(Point labeling examples)

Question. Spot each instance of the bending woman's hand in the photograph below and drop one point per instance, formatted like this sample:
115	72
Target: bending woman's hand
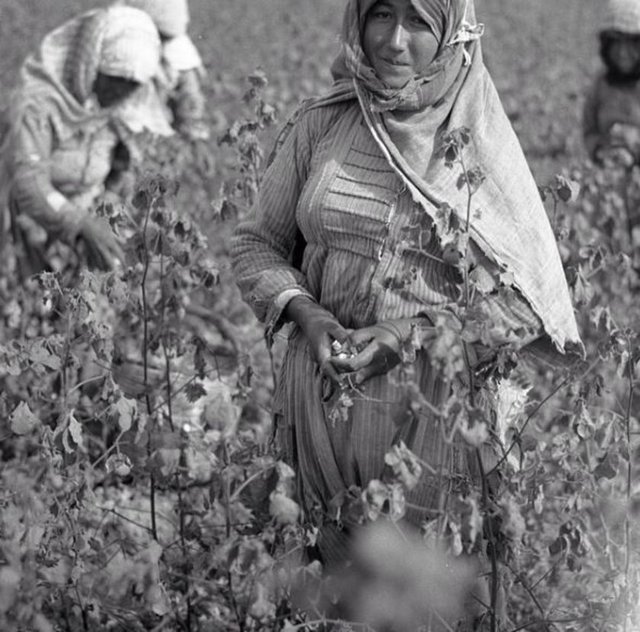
320	327
380	348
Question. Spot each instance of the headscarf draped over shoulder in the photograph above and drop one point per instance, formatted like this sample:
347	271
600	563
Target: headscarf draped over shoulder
511	226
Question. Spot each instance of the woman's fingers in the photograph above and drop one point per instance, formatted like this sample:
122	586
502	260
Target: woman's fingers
358	361
361	336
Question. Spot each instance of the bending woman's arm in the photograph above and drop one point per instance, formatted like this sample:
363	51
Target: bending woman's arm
31	188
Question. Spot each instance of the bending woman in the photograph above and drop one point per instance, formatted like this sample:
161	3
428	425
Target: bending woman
176	93
358	180
68	138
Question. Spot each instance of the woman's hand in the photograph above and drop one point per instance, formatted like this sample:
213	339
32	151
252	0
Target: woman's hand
101	247
320	327
380	348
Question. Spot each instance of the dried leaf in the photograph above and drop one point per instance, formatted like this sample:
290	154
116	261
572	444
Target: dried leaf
23	421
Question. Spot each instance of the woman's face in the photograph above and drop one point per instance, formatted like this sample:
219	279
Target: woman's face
623	54
398	42
110	90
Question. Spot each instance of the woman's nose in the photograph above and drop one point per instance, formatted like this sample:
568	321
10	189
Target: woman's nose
399	37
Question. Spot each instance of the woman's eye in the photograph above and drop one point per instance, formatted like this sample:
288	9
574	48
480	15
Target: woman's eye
418	22
381	14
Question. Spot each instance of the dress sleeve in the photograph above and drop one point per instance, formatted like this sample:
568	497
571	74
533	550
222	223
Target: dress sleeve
590	131
31	190
262	246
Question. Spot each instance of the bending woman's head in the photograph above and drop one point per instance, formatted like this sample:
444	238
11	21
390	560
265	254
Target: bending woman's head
128	54
171	17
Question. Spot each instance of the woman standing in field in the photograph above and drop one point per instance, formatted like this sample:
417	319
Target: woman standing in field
68	138
359	180
612	108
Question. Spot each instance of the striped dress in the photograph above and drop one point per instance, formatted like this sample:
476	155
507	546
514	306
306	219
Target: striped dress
370	256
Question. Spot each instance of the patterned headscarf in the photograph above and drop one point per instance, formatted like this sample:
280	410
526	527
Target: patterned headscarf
623	16
57	81
171	17
130	45
448	21
512	228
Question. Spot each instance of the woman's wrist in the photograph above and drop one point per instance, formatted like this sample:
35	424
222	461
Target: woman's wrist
297	307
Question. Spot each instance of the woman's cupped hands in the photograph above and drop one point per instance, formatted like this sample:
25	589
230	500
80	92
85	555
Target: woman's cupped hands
353	355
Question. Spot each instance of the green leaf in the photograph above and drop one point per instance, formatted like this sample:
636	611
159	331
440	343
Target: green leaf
126	410
23	421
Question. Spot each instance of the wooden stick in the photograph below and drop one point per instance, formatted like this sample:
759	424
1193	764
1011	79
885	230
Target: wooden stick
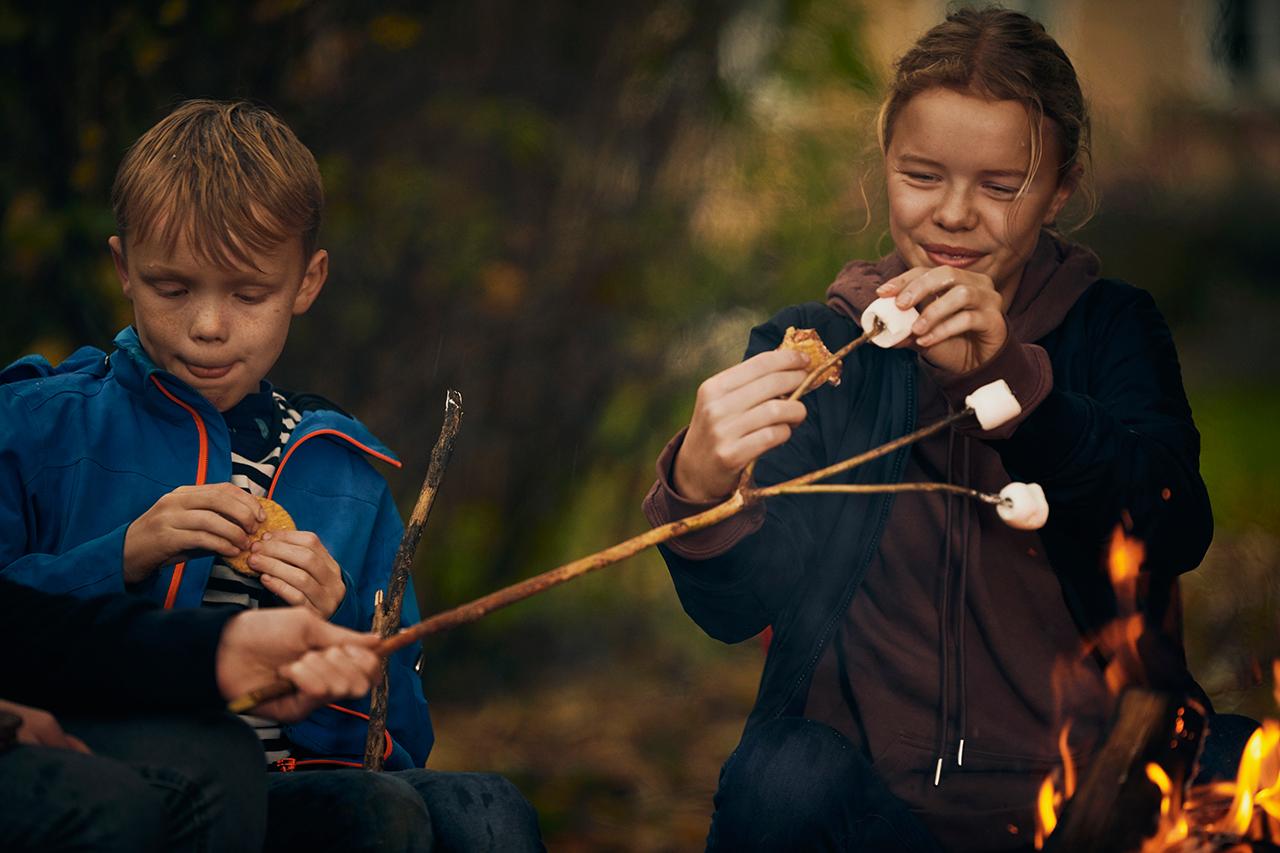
878	488
810	382
387	611
740	500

[Prompt] Repeat the records in full, exactly as they appear, without the pictures.

[The completed task]
Question. Spot each instance of the bending woman's hand in the photograph below and drop one point per instance, formatted like this sample:
115	72
Target: bending woman's hand
320	327
380	348
Question. Spot each instance of the headscarf draped over shoulder in the photograph above and drop one point per instance, formatted like this sample:
347	271
600	563
Target: headscarf draped over shoulder
511	226
Question. Spot each instance of the woman's fingers in the photograph above and drop one point per instance, formatted like this sample:
122	586
502	260
Target: woman's fingers
358	361
361	336
Question. Spot each instance of the bending woman's arm in the photograph above and drop one point per instance, formatted like this sample:
363	51
Target: bending woman's arm
31	188
Question. Spot each instance of the bending woman in the photograph above and drop one point per instance, formatted like this sample:
161	3
428	425
Target: bending woman
176	93
358	180
68	138
Question. Spot each instance of the woman's hand in the photograph above and drop one point per instance, formatted like this sample:
213	339
32	151
252	0
Target: woman's hand
101	247
320	327
380	348
Question. Spot each instance of the dried leaf in the photograph above and drop one point per instance, formatted like this sample:
290	154
116	261
572	444
Target: dried leaf
23	421
Question. Spot each instance of the woman's face in the photograph above and drop one point per instance, formatted like this sample:
219	279
Target: woman's face
623	54
398	42
110	90
Question. Spot each instance of the woman's nose in the photograph above and drop one point per instance, formatted like this sample:
568	321
10	189
Target: woman's nose
399	37
Question. Spot each instance of the woman's eye in the photograph above and drop one point per instance, formatted like this sample:
288	9
574	48
480	15
Target: woman's eye
418	22
381	14
Question. Spot each instance of the dress sleeve in the photograph above and drop one point per instance, formatted like this sample:
568	497
571	74
533	550
222	223
Target: dress sleeve
590	131
31	190
262	246
Question. Spot each instance of the bending woman's head in the photograph above and drop one point per instance, formatted like this sample:
444	238
11	21
390	560
265	254
Target: bending woman's head
128	54
171	17
Question. Spot each instance of the woman standing in field in the photograph above and drop one point per instance, formatted like this sample:
417	319
Target: woman standing in field
68	138
359	180
612	108
Question. Spot each instance of the striped dress in the photograph above and drop one point per instance, formatted like this sample:
476	155
507	546
514	306
306	219
Target: striped dress
370	256
Question. Spot each instance of the patterned headscarf in the photograph above and drop one point per instance, formatted like this sample:
280	410
526	527
Target: patterned headscarf
623	16
57	81
171	17
130	45
448	21
512	228
Question. Spot each instance of the woman's wrist in the photograph above and drop one point per instance, formatted like this sample:
35	424
222	461
Target: woman's wrist
297	307
Question. Spot each instance of the woman's cupped hands in the photograph above and drop one point per instance, formatted like this sample:
25	589
230	500
80	92
85	555
Target: woman's cupped hands
353	355
Question. Spot each instance of the green leaf in the photograph above and drop one point per instance, formatted like this sample:
636	611
159	331
440	343
Target: green leaf
126	410
23	421
Question. Spot each instance of the wooden stick in the photograph below and drop one point per instance, formatted like this sample:
759	424
1193	764
1011	79
885	230
Target: wooden stick
878	488
810	382
387	611
740	500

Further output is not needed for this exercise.